» **Task details**: Reproduce every item below word for word, keeping each line unchanged.

--- START ---

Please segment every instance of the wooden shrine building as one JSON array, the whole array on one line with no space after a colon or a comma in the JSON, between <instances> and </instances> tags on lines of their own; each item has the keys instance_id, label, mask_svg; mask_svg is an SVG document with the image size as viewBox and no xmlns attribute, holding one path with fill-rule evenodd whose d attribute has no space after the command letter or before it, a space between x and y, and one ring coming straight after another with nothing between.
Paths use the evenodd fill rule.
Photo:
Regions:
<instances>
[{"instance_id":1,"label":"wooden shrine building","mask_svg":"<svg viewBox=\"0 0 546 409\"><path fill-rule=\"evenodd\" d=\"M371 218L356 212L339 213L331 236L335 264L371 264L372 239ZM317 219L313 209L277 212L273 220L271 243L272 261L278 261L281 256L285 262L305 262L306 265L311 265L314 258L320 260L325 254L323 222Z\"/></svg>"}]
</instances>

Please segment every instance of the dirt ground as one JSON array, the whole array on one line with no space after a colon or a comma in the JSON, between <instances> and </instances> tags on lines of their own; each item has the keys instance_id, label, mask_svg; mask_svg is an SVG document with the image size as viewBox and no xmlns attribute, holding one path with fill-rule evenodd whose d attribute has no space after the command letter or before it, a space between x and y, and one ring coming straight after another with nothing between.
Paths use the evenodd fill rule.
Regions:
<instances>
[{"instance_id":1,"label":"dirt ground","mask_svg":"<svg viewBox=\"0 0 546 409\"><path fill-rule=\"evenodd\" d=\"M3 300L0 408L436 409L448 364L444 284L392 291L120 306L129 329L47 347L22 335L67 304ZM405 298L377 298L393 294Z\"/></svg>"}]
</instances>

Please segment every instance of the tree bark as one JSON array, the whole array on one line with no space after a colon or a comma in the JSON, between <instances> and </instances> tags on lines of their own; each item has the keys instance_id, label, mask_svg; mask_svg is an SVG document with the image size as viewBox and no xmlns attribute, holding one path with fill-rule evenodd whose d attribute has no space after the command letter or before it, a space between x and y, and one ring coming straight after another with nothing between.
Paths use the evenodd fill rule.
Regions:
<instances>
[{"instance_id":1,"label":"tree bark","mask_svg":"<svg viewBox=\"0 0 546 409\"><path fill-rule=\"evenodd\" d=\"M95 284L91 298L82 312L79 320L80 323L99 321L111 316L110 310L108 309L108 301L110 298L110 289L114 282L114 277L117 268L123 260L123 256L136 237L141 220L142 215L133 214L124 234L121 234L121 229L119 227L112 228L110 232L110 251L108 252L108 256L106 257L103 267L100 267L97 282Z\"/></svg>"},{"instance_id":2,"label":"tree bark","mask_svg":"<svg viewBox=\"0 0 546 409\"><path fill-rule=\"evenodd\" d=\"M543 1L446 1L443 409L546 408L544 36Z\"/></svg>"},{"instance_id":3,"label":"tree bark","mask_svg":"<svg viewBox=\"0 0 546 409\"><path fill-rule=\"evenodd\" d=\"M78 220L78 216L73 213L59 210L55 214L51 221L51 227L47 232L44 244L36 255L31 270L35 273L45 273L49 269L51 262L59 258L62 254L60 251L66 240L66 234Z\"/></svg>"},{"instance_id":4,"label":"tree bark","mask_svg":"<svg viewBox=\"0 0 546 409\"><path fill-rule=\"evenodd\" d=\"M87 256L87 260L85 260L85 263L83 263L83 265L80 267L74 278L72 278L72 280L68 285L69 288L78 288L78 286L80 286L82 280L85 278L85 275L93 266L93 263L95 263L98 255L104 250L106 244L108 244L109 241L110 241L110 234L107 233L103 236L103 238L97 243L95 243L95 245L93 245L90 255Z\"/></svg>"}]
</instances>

--- END ---

» **Output of the exercise**:
Please segment every instance of the wooden shrine building as one JSON array, the whole array on one line with no space after a colon or a comma in the JSON, between <instances> and </instances> tags on lines of their own; each item has the keys instance_id, label, mask_svg; mask_svg is an SVG document with the image size as viewBox and no xmlns attribute, holding one path with fill-rule evenodd whose d attribute has no space after the command letter or before it, a space between x and y, and one ring coming straight after another with nothing between.
Paths use the evenodd fill rule.
Photo:
Regions:
<instances>
[{"instance_id":1,"label":"wooden shrine building","mask_svg":"<svg viewBox=\"0 0 546 409\"><path fill-rule=\"evenodd\" d=\"M371 218L356 212L339 213L331 236L335 264L371 264L372 239ZM317 219L313 209L277 212L273 220L271 243L272 261L278 261L281 256L285 262L305 262L306 265L311 265L314 258L320 260L325 254L323 222Z\"/></svg>"}]
</instances>

Please segment every instance of the dirt ground as one JSON array, the whole array on one line with no space after a colon or a comma in the JSON, between <instances> and </instances> tags on lines of their own; each item has the keys instance_id, label, mask_svg; mask_svg is an SVG document with the image size as viewBox and no xmlns attribute, holding one path with fill-rule evenodd whose d attribute has no space after the command letter or before it, a space between x and y, and one ring coming straight after another with nothing between.
Paths use the evenodd fill rule.
Regions:
<instances>
[{"instance_id":1,"label":"dirt ground","mask_svg":"<svg viewBox=\"0 0 546 409\"><path fill-rule=\"evenodd\" d=\"M3 300L0 408L436 409L448 364L444 284L392 291L120 306L129 329L47 347L22 335L67 304ZM405 298L377 298L393 294Z\"/></svg>"}]
</instances>

Please segment every instance of the tree bark as one JSON array, the whole array on one line with no space after a colon or a comma in the JSON, between <instances> and </instances> tags on lines of their own; each item has the keys instance_id, label, mask_svg; mask_svg is an SVG document with the image size as viewBox and no xmlns attribute, holding one path with fill-rule evenodd whose d attribute has no space after the command letter or before it, a space between x and y, and one ring coming straight after another with nothing between.
Paths use the evenodd fill rule.
Regions:
<instances>
[{"instance_id":1,"label":"tree bark","mask_svg":"<svg viewBox=\"0 0 546 409\"><path fill-rule=\"evenodd\" d=\"M95 284L91 298L82 312L79 320L80 323L99 321L111 316L110 310L108 309L108 301L110 298L110 289L114 282L114 277L117 268L123 260L123 256L136 237L141 220L142 215L133 214L124 234L121 234L121 229L119 227L112 228L110 232L110 251L108 252L108 256L106 257L103 267L100 267L97 282Z\"/></svg>"},{"instance_id":2,"label":"tree bark","mask_svg":"<svg viewBox=\"0 0 546 409\"><path fill-rule=\"evenodd\" d=\"M543 1L446 1L443 409L546 408L544 36Z\"/></svg>"},{"instance_id":3,"label":"tree bark","mask_svg":"<svg viewBox=\"0 0 546 409\"><path fill-rule=\"evenodd\" d=\"M78 220L78 216L73 213L59 210L55 214L51 221L51 227L47 232L44 244L36 255L31 270L35 273L45 273L49 269L51 262L59 258L62 254L60 251L66 240L66 234Z\"/></svg>"},{"instance_id":4,"label":"tree bark","mask_svg":"<svg viewBox=\"0 0 546 409\"><path fill-rule=\"evenodd\" d=\"M87 256L87 260L85 260L85 263L83 263L83 265L80 267L74 278L72 278L72 280L68 285L69 288L78 288L78 286L80 286L82 280L85 278L85 275L93 266L93 263L95 263L98 255L104 250L106 244L108 244L109 241L110 241L110 234L107 233L103 236L103 238L97 243L95 243L95 245L93 245L90 255Z\"/></svg>"}]
</instances>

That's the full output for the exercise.